Article:
Historical records matching David George Grant
About David George Grant
Biographical Summary #1:
"...Grant, David – (8th Ten) Born July 21, 1816, in Arbroath, Scotland, to Robert and Belle Mills Grant. Apprenticed to a tailor, he became a tailor at age 19 and moved to Edinburgh. He immigrated to America in 1839, stopping first in Kentucky and then moving to Illinois. There, he was baptized. He moved to Nauvoo, about 1840 and practiced his trade as tailor. He married Mary Anne Hyde in 1843. However, his wife died in the hardships of the exodus and was buried in Winter Quarters. Selected for the original company, he helped keep clothing in repair. He was part of the advance company that entered the valley July 22, 1847. He returned east for his two children and brought them west the following year. He married Beulah Chipman Sept. 24, 1848. She died three years later. On March 8, 1852, he married Mary Hunsaker. He did considerable tailoring work for the early pioneers, including Brigham Young, and was ordinarily paid in some kind of merchandise. He was called on a mission in 1852 and traveled to England. He returned April 18, 1856, on the ship Samuel Curling as counselor to Dan Jones with a large company of converts. He crossed the plains as assistant to Captain Edward Bunker in a handcart company. In 1862, he was called to help raise cotton in southern Utah. He returned to his home in Mill Creek, Salt Lake Co., Utah, where he died Dec. 22, 1868, at age 52..."
Biographical Summary #2:
History - When David was eight years old his father moved the family to West Collinston Mills. At the age of fifteen he entered a tailoring establishment as an apprentice, which trade he took up as his life's vocation. He finished his apprenticeship at the age of nineteen and at that time moved to Edinburgh.

Material supplied:
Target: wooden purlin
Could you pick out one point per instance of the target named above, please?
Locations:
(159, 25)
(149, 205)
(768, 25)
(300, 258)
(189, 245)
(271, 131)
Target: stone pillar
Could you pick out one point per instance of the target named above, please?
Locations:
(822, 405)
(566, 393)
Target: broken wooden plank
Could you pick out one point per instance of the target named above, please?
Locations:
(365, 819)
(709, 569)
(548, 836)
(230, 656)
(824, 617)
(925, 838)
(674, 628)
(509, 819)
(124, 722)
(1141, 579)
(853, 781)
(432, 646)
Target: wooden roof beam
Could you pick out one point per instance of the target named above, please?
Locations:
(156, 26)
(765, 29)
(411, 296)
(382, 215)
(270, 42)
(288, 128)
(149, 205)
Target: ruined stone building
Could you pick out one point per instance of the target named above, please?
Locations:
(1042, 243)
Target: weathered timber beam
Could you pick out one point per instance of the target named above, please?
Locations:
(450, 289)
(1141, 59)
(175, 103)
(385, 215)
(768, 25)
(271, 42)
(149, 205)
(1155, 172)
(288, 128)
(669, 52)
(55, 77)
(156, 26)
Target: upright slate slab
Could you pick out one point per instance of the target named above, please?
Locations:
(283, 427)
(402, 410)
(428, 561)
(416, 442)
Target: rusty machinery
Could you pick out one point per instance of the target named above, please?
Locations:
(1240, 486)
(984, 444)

Task A:
Do these statements agree with the biography of David George Grant? Answer yes or no for each, quoting the deciding words.
(i) Grant came to America in 1839.
(ii) His first wife was buried in Nauvoo.
(iii) He started as a tailor's apprentice at fifteen.
Task B:
Carry on the biography of David George Grant from its last sentence.

Task response A:
(i) Yes: "He immigrated to America in 1839"
(ii) No: "was buried in Winter Quarters"
(iii) Yes: "At the age of fifteen he entered a tailoring establishment as an apprentice"

Task response B:
In the year 1839 he left England for America, landing in New Orleans on the 12th day of July. He immediately traveled to Louisville, Kentucky where his brother Robert was already established in business. After three or four months he journeyed to Payson, Adams county, Illinois and the following year David heard and accepted the Latter-day Saint gospel and was baptized by Elder David Evans. He joined the Saints in Nauvoo, Illinois and for the next five or six years lived a life parallel to that of other Saints of the time, working earnestly at his trade, suffering the trials and hardships typical of Nauvoo days.
The first entry in his day book, which has been preserved by his family, is dated Nauvoo, June 9th, 1842, and is an itemized statement of tailoring work done for many of the Saints including the names of Chauncey Higbee, William Higbee, William Clayton and Angus Cahoon. These first entries aggregate $88.27 with the notation below the balance, "Rec'ted for Tithing."
David Grant was married in Nauvoo to Mary Ann Hyde. As a result of the hardships encountered on their journey to Winter Quarters, Mary Ann Hyde Grant passed and was buried there.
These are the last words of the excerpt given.